-- TEXT EXCERPT --
She decided to give me another chance and a year later snapped and we were separated for a little over a month. I am very caring now, open, emotionally available, cook, clean, provide, we are almost a year into me being a different person alhtough it has not been a perfect year. Before that separation she met someone she had an emotional connection with, I am not sure if they were physically intimate, but I know she wanted to be. I didnt give her the space she needed, it was tough on both of us, and now we are back together. We have a 2 year old son and a 10 year old from our previous marriage. She says she wants to be with me forever, that I am her emotional partner for life that she wants to grow old, have babies with, travel with, and she loves me.

BUT, today she told me that she doubts monogamy and that sex is very important to her, and she does not know if she can ever have it with me again. She says she feels like she has to choose between her sex life and our life. She admitted to being sexually attracted to someone else and that she doesn't know if we can ever get that back or if this will ever work. I love her dearly, am amazingly attracted to her, fantasize about her non stop and she is all I want, like when we first met. Had I not gone through what I did we would never be where we are, but its our reality.

How should I proceed with this? She is distant, angry, and really sad above all. I want her to be happy, us to be happy. I want a healthy sex life but do not know how to proceed. Advice is desperately needed as I cant find a situation like this out there. I dont know if this helps but I am 32, she is 28, we have been together for 8 years.


----------



## Hope1964 (Sep 26, 2011)

Wow. Ok, let me get this straight. You cheated. She may have also cheated but you didn't want to know and still don't. Now she says she can't have sex with you but that sex is really important to her but she doesn't believe in monogamy.

She's having sex with someone else.

Do you want to continue in a marriage with a third person?

Items in a dataset:
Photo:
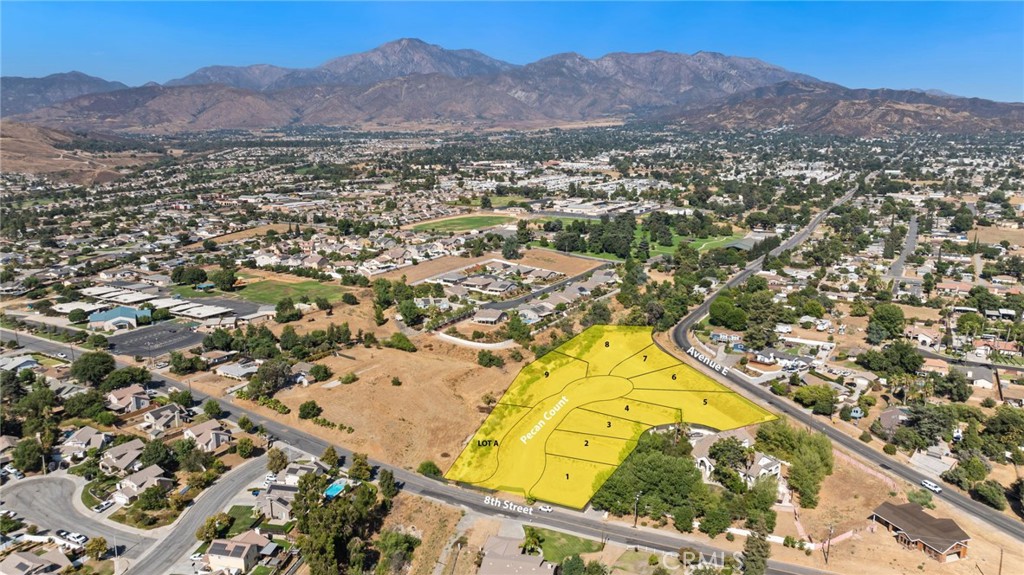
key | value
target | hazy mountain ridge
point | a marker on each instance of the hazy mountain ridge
(410, 82)
(25, 94)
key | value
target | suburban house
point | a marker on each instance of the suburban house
(942, 539)
(295, 471)
(238, 555)
(131, 486)
(27, 563)
(758, 466)
(502, 556)
(164, 418)
(76, 446)
(209, 435)
(275, 502)
(126, 400)
(488, 316)
(122, 458)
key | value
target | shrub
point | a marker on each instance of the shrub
(488, 359)
(429, 469)
(398, 341)
(309, 409)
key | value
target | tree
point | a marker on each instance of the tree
(330, 456)
(321, 372)
(224, 279)
(28, 455)
(212, 409)
(429, 469)
(510, 249)
(269, 378)
(532, 540)
(990, 493)
(757, 550)
(359, 469)
(92, 367)
(95, 548)
(309, 409)
(275, 459)
(387, 484)
(184, 399)
(890, 317)
(158, 453)
(286, 311)
(213, 526)
(245, 447)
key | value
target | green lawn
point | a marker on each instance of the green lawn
(271, 292)
(712, 242)
(558, 545)
(243, 520)
(463, 223)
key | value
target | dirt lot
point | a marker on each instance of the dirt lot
(432, 523)
(996, 234)
(569, 265)
(391, 423)
(244, 234)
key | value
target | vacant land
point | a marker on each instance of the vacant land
(996, 234)
(432, 523)
(570, 417)
(245, 234)
(428, 416)
(271, 291)
(547, 259)
(463, 223)
(712, 242)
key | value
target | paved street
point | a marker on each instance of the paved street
(181, 539)
(680, 336)
(46, 501)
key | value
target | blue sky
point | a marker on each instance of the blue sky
(971, 49)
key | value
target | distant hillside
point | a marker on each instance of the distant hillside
(18, 95)
(410, 83)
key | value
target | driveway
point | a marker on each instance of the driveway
(57, 512)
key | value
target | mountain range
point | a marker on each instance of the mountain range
(409, 83)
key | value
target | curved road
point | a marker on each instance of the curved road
(181, 537)
(680, 338)
(24, 497)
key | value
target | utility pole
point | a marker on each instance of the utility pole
(636, 510)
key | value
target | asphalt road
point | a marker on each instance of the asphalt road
(910, 244)
(57, 512)
(567, 520)
(181, 539)
(680, 338)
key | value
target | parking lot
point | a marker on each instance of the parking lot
(155, 341)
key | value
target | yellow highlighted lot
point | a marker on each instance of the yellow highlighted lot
(570, 417)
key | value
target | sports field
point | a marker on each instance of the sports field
(463, 223)
(570, 417)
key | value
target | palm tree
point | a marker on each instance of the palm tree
(531, 541)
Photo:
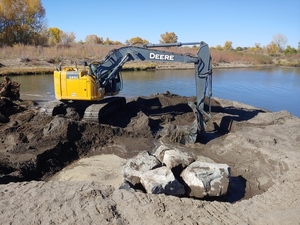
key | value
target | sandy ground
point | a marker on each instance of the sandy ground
(67, 171)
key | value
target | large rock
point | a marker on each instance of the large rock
(136, 166)
(161, 181)
(206, 179)
(174, 158)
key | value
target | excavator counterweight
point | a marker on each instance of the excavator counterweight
(90, 87)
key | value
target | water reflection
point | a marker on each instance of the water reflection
(271, 88)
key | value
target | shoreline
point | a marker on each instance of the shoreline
(20, 68)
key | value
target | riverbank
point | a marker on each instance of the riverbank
(21, 67)
(19, 59)
(261, 148)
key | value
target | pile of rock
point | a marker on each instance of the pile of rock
(176, 172)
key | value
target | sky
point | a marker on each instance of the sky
(243, 22)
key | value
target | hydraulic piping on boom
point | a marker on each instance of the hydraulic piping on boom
(112, 65)
(86, 89)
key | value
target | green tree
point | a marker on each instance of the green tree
(289, 50)
(136, 40)
(54, 36)
(280, 40)
(219, 47)
(168, 38)
(67, 39)
(228, 45)
(256, 48)
(21, 21)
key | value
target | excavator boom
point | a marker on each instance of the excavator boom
(112, 65)
(85, 90)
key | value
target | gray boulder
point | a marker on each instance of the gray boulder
(206, 179)
(137, 165)
(175, 157)
(161, 181)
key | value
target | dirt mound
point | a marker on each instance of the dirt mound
(262, 149)
(35, 145)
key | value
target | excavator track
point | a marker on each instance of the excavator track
(91, 111)
(102, 110)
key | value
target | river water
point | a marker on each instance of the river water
(273, 89)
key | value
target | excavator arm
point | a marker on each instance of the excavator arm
(109, 68)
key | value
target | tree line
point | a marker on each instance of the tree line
(23, 22)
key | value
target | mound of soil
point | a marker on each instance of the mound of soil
(262, 149)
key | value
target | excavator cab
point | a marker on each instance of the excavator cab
(103, 78)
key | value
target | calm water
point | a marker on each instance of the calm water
(273, 89)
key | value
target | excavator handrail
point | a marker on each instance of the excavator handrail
(113, 62)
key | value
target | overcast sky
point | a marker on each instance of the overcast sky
(213, 21)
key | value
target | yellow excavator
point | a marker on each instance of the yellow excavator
(87, 89)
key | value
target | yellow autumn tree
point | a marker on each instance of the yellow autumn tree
(168, 38)
(228, 45)
(272, 48)
(21, 21)
(54, 36)
(136, 40)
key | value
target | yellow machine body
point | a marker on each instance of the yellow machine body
(70, 84)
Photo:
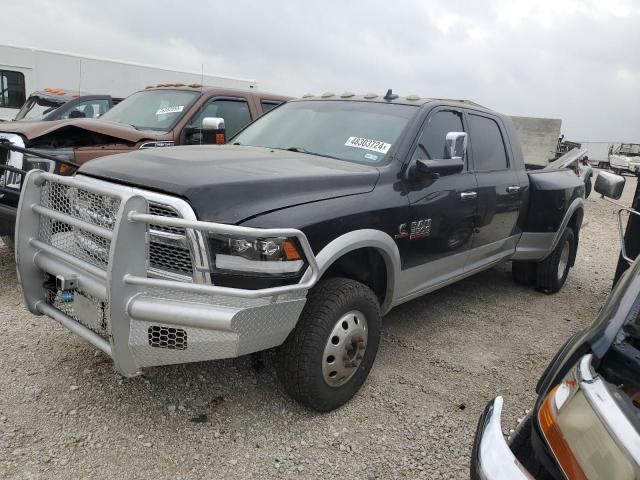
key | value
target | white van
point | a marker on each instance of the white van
(25, 70)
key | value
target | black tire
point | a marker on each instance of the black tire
(524, 273)
(587, 188)
(9, 241)
(300, 359)
(520, 445)
(549, 278)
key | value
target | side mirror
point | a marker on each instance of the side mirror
(213, 130)
(456, 149)
(457, 145)
(609, 185)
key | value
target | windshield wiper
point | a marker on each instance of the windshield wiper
(302, 150)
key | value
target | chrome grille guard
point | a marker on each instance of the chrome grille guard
(124, 276)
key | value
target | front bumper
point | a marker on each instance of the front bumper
(492, 458)
(87, 269)
(7, 219)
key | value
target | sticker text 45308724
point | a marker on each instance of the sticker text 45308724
(368, 144)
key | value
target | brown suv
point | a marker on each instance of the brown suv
(161, 116)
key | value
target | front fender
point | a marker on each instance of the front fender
(365, 238)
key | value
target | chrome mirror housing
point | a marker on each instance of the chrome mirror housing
(213, 123)
(213, 130)
(457, 145)
(609, 185)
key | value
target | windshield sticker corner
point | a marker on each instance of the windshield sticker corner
(165, 110)
(368, 144)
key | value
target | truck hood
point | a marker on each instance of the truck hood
(33, 130)
(228, 184)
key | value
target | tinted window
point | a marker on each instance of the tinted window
(433, 139)
(342, 129)
(12, 93)
(152, 109)
(268, 105)
(236, 116)
(487, 144)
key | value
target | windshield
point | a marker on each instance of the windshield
(347, 130)
(152, 109)
(36, 107)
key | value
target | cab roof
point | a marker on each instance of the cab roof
(389, 97)
(196, 87)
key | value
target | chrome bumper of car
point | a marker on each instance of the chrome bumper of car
(492, 458)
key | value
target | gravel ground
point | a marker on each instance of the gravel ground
(64, 413)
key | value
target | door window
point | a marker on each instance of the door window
(235, 113)
(12, 91)
(433, 143)
(487, 144)
(88, 109)
(268, 105)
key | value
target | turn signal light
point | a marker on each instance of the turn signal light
(547, 418)
(290, 250)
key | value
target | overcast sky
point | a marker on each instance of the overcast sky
(576, 60)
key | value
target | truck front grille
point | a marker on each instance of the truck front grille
(169, 253)
(169, 250)
(96, 209)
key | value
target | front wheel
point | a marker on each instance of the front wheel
(552, 271)
(587, 188)
(9, 241)
(328, 355)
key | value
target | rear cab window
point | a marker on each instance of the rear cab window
(12, 89)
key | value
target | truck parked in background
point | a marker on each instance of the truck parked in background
(538, 137)
(155, 117)
(25, 70)
(58, 104)
(625, 158)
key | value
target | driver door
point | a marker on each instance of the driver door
(440, 213)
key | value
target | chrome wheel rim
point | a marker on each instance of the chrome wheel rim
(345, 348)
(564, 259)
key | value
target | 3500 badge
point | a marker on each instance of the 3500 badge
(417, 229)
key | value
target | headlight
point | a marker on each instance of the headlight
(32, 162)
(580, 442)
(267, 256)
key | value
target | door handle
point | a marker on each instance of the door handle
(468, 195)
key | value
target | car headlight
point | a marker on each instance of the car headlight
(579, 440)
(264, 256)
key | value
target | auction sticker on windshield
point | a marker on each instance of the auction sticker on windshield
(368, 144)
(176, 109)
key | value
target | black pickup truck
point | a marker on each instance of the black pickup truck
(314, 222)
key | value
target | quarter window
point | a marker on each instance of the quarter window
(12, 91)
(487, 144)
(433, 141)
(268, 105)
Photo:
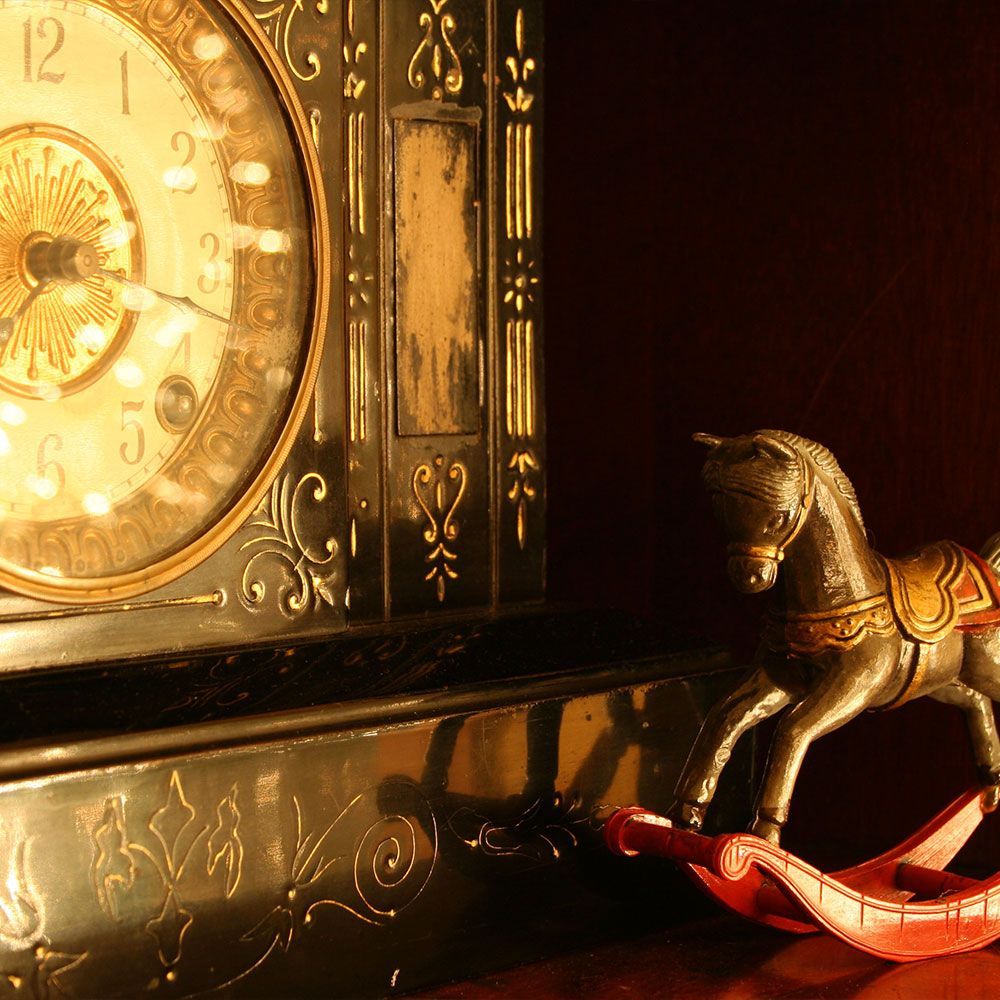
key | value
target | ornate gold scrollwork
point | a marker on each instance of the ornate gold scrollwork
(432, 51)
(277, 18)
(281, 540)
(430, 489)
(522, 490)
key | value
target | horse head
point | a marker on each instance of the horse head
(762, 490)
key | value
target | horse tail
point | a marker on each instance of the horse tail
(991, 552)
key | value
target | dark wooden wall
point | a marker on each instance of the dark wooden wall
(778, 214)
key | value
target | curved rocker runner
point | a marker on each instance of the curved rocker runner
(901, 906)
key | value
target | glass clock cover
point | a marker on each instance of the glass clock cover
(156, 289)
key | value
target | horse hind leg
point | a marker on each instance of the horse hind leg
(978, 711)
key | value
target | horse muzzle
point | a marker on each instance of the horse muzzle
(753, 574)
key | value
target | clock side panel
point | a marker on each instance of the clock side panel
(442, 126)
(282, 573)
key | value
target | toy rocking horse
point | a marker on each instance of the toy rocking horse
(852, 631)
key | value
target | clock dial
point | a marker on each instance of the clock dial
(156, 289)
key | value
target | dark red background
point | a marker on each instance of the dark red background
(774, 215)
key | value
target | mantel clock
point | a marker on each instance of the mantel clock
(269, 319)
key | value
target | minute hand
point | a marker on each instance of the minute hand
(185, 304)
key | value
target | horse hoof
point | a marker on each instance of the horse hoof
(991, 798)
(767, 830)
(687, 816)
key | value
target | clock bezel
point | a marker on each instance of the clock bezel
(98, 590)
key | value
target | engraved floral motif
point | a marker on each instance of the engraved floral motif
(163, 849)
(280, 539)
(278, 19)
(395, 846)
(522, 490)
(435, 48)
(225, 847)
(430, 487)
(543, 832)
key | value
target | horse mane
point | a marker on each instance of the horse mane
(823, 459)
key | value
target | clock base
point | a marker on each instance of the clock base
(373, 815)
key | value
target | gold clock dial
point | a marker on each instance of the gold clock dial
(157, 288)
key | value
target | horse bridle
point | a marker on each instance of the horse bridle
(775, 553)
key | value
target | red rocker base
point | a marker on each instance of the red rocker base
(901, 906)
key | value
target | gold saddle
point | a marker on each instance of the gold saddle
(939, 588)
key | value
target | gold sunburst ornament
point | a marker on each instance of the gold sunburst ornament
(65, 217)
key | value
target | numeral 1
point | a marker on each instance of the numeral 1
(124, 62)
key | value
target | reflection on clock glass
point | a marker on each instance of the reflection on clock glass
(152, 217)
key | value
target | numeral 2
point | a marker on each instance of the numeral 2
(44, 75)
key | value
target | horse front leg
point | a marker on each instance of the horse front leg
(982, 733)
(852, 681)
(755, 699)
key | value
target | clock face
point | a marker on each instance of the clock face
(157, 288)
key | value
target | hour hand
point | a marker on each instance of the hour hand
(185, 304)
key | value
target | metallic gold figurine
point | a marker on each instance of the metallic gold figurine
(850, 629)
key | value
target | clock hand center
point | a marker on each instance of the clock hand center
(64, 259)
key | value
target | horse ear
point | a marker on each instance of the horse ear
(708, 440)
(773, 448)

-- STATED TASK 1 --
According to the forum thread, how long has the original poster been with their partner?
-- STATED TASK 2 --
Write out the part of the forum thread starting with "## Hope1964 (Sep" and going on through "believe in monogamy.".

-- SOLUTION 1 --
Eight years.

-- SOLUTION 2 --
## Hope1964 (Sep 26, 2011)

Wow. Ok, let me get this straight. You cheated. She may have also cheated but you didn't want to know and still don't. Now she says she can't have sex with you but that sex is really important to her but she doesn't believe in monogamy.